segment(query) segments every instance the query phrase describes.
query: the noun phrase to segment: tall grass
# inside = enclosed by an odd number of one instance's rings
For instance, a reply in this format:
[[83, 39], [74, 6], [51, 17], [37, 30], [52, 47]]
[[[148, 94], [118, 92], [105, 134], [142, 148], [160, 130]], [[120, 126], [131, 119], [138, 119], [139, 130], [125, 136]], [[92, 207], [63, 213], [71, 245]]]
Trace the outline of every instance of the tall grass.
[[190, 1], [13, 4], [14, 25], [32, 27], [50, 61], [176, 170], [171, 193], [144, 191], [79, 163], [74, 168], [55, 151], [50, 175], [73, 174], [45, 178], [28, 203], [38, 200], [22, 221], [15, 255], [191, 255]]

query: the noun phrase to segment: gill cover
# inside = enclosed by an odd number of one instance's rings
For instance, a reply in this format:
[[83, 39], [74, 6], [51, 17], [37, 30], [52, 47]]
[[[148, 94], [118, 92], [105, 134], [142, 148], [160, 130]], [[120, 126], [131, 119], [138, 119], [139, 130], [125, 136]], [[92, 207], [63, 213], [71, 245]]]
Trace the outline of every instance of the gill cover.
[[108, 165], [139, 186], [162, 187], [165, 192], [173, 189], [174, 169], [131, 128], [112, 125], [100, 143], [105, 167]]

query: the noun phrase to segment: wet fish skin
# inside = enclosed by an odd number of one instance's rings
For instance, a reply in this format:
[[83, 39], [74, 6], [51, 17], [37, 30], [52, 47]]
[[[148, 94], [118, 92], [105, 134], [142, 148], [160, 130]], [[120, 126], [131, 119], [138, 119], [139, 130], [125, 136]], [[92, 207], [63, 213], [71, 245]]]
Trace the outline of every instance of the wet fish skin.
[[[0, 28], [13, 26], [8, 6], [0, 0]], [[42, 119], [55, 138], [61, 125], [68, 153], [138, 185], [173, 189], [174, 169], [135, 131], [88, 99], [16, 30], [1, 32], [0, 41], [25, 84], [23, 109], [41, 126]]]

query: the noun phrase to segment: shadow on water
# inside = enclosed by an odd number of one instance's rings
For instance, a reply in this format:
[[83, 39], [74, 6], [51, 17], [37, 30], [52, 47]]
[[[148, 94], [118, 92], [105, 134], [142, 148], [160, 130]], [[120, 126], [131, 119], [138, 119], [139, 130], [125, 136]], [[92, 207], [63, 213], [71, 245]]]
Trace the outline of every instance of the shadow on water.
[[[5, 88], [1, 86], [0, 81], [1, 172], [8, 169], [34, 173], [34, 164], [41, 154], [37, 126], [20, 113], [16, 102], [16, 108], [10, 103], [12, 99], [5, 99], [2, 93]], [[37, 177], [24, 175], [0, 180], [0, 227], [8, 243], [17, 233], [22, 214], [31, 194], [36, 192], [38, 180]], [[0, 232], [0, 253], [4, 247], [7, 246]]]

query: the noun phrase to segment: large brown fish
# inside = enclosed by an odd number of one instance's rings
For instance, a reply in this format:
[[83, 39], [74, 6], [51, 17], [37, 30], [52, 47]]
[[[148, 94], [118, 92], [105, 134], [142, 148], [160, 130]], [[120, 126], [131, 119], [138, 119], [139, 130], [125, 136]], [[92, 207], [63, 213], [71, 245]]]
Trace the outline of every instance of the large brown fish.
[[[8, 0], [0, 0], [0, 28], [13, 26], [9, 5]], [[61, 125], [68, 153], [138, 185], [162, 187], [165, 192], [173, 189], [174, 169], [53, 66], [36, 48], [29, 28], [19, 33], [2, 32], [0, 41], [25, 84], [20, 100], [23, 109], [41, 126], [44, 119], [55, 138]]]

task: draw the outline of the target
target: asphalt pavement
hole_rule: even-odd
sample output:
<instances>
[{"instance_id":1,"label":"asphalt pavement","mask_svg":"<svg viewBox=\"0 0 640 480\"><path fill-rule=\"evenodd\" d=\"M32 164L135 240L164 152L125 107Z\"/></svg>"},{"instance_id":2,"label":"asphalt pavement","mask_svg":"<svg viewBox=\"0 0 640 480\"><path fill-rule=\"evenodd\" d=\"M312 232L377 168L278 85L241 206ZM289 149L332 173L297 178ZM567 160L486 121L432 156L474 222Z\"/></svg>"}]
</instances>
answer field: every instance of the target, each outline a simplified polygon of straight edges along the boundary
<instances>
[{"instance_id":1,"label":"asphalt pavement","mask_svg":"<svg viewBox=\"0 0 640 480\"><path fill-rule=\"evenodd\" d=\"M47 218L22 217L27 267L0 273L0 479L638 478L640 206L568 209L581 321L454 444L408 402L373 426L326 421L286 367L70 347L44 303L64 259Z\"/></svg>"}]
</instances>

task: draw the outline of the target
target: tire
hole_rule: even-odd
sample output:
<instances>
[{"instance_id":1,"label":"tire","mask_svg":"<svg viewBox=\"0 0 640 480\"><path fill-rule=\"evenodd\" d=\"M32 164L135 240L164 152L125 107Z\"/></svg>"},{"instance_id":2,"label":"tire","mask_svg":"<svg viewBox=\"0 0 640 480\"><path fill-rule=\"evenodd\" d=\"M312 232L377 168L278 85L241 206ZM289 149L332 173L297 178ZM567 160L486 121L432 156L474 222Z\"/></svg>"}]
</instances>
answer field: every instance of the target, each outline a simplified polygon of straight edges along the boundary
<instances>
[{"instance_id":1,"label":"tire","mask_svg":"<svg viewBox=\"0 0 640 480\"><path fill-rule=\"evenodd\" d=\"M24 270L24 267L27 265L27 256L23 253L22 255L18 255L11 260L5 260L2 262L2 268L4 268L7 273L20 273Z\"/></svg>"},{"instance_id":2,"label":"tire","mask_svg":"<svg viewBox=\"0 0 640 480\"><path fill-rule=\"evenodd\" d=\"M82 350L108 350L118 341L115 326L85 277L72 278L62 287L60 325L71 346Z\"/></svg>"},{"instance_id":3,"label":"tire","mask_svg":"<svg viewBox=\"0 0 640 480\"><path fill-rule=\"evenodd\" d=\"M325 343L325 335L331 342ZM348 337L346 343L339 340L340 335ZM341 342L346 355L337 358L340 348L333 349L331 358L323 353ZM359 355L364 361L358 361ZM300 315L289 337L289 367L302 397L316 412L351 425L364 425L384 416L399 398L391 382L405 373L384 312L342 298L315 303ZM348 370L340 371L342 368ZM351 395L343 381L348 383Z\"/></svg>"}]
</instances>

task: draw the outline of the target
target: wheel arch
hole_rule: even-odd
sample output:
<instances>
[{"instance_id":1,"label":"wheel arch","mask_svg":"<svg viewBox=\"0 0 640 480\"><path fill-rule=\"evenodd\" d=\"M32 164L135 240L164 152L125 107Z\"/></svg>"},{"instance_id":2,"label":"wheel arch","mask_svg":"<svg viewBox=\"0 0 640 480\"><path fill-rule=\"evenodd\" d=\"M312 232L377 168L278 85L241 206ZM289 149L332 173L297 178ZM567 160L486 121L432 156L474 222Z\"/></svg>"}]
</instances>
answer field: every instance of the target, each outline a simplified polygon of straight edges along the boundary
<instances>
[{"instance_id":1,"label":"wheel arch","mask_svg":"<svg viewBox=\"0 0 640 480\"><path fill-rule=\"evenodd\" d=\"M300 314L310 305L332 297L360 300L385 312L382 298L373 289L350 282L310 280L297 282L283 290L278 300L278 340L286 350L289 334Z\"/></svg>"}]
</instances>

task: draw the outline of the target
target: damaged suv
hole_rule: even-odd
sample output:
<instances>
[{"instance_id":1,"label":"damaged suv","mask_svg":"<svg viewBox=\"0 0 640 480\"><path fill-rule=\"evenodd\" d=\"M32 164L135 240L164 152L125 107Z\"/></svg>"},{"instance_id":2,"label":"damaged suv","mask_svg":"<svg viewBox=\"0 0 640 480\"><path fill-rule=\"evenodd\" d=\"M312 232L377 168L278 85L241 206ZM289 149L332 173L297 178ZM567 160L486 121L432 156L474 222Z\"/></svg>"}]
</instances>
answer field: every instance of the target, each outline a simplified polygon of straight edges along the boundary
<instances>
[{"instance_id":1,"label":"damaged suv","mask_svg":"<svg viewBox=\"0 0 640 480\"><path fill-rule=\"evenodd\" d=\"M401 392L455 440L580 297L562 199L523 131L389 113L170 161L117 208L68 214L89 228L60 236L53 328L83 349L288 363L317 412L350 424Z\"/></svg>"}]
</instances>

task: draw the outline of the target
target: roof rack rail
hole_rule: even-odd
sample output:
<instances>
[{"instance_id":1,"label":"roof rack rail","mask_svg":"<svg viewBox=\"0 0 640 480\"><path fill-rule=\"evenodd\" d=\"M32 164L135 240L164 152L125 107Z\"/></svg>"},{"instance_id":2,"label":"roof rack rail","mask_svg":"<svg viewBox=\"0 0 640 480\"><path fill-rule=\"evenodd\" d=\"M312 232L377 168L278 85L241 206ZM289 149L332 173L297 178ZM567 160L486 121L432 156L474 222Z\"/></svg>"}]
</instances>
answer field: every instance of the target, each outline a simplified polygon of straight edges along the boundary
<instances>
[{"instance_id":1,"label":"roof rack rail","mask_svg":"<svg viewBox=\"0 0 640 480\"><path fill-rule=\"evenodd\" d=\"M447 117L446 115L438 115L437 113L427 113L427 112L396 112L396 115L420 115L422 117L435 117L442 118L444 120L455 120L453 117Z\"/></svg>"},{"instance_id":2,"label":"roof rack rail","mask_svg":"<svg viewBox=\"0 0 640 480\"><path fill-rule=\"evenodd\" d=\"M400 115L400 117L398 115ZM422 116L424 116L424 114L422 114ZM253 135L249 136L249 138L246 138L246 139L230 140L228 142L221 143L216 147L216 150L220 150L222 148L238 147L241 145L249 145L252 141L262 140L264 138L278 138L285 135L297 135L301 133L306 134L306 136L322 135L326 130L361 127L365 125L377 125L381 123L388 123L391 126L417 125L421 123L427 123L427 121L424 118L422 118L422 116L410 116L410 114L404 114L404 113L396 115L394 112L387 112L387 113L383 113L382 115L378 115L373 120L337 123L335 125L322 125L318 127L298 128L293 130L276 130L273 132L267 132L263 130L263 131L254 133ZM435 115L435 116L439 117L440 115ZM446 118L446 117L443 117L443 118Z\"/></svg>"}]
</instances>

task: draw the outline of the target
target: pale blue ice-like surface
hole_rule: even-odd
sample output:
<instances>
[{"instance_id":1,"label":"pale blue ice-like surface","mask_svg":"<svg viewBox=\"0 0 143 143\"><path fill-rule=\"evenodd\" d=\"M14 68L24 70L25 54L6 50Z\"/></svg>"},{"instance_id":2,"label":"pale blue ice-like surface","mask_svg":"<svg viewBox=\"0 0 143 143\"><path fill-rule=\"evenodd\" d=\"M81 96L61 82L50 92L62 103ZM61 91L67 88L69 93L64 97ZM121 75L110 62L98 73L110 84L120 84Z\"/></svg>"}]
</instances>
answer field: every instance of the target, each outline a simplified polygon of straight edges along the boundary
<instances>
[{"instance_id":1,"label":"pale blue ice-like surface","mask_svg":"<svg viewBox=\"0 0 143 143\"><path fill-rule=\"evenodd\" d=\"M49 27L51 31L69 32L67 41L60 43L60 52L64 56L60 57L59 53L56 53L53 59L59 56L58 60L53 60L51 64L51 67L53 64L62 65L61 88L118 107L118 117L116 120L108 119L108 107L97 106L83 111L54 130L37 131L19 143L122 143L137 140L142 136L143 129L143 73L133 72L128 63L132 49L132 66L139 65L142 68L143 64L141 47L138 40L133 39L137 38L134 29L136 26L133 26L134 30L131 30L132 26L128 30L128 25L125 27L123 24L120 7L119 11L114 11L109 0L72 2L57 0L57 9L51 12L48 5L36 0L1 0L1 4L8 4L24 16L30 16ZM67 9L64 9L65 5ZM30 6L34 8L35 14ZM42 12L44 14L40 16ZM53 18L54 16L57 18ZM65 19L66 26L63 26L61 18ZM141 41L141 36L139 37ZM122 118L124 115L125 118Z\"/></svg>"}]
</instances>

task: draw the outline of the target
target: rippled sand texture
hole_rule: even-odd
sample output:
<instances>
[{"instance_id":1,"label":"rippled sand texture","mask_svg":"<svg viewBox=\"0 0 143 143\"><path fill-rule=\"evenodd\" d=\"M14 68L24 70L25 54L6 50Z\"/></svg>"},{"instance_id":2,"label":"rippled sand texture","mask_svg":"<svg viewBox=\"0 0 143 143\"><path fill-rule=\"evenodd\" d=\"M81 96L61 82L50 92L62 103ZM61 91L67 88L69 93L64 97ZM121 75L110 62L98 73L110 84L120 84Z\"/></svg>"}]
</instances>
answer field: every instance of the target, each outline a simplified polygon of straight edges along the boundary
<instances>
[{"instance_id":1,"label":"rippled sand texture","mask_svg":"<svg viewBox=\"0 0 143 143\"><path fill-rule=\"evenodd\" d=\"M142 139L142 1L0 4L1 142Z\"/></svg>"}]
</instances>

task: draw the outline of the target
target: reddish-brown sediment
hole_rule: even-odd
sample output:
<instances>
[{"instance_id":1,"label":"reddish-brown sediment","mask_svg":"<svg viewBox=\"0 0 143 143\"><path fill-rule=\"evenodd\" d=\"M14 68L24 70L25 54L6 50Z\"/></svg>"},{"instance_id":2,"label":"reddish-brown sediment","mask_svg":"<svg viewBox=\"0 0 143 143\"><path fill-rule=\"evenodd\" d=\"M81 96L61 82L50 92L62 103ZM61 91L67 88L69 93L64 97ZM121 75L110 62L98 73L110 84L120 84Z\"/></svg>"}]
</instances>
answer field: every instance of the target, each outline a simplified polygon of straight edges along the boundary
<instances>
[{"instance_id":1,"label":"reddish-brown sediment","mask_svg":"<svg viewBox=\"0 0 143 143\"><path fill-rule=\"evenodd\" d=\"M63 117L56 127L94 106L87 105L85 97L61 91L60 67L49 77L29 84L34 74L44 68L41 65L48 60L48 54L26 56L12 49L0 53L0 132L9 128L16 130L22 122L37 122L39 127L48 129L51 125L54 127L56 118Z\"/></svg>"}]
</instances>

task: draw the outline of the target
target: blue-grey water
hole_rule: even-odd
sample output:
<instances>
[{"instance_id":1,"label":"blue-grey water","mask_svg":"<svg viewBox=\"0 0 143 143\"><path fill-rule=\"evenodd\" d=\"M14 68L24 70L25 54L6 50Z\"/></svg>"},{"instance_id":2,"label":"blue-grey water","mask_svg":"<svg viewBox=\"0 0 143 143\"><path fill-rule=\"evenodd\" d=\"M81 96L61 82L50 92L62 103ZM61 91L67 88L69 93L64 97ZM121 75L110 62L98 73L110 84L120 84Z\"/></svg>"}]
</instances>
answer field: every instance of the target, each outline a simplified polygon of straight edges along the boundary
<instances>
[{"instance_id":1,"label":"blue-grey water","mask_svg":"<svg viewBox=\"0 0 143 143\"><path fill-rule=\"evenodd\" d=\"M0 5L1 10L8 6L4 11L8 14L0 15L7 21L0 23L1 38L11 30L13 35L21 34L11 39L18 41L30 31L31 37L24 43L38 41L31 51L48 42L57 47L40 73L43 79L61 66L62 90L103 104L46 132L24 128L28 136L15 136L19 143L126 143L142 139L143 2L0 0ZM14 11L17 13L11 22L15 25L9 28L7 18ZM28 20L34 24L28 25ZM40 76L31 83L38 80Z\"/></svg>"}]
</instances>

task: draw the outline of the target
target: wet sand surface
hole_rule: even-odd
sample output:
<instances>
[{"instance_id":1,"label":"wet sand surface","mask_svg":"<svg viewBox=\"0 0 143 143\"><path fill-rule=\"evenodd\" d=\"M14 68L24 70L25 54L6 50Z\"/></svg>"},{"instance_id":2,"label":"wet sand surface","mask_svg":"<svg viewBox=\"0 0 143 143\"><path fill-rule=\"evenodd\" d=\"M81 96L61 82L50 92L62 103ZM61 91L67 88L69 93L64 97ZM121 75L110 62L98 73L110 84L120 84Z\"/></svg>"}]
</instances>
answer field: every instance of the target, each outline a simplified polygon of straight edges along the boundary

### Required work
Return every line of the data above that contains the string "rack", with case counting in the match.

### Solution below
target: roof rack rail
[{"instance_id":1,"label":"roof rack rail","mask_svg":"<svg viewBox=\"0 0 640 480\"><path fill-rule=\"evenodd\" d=\"M32 164L135 240L164 152L125 107Z\"/></svg>"},{"instance_id":2,"label":"roof rack rail","mask_svg":"<svg viewBox=\"0 0 640 480\"><path fill-rule=\"evenodd\" d=\"M312 232L377 168L278 85L241 206ZM289 149L332 173L297 178ZM567 160L486 121L432 156L474 222Z\"/></svg>"}]
[{"instance_id":1,"label":"roof rack rail","mask_svg":"<svg viewBox=\"0 0 640 480\"><path fill-rule=\"evenodd\" d=\"M447 117L446 115L438 115L437 113L427 113L427 112L396 112L396 115L420 115L422 117L435 117L442 118L444 120L455 120L453 117Z\"/></svg>"},{"instance_id":2,"label":"roof rack rail","mask_svg":"<svg viewBox=\"0 0 640 480\"><path fill-rule=\"evenodd\" d=\"M400 115L400 117L398 115ZM422 116L424 116L424 114L422 114ZM253 135L249 136L249 138L246 138L246 139L230 140L228 142L221 143L216 147L216 150L220 150L222 148L238 147L241 145L249 145L252 141L262 140L264 138L278 138L285 135L297 135L301 133L306 134L306 136L322 135L326 130L361 127L365 125L377 125L381 123L388 123L391 126L417 125L421 123L427 123L427 121L424 118L422 118L422 116L410 116L410 114L404 114L404 113L396 115L394 112L387 112L387 113L383 113L382 115L378 115L373 120L337 123L335 125L322 125L318 127L298 128L293 130L276 130L273 132L267 132L263 130L263 131L254 133ZM435 115L435 116L439 117L440 115ZM446 118L446 117L443 117L443 118Z\"/></svg>"}]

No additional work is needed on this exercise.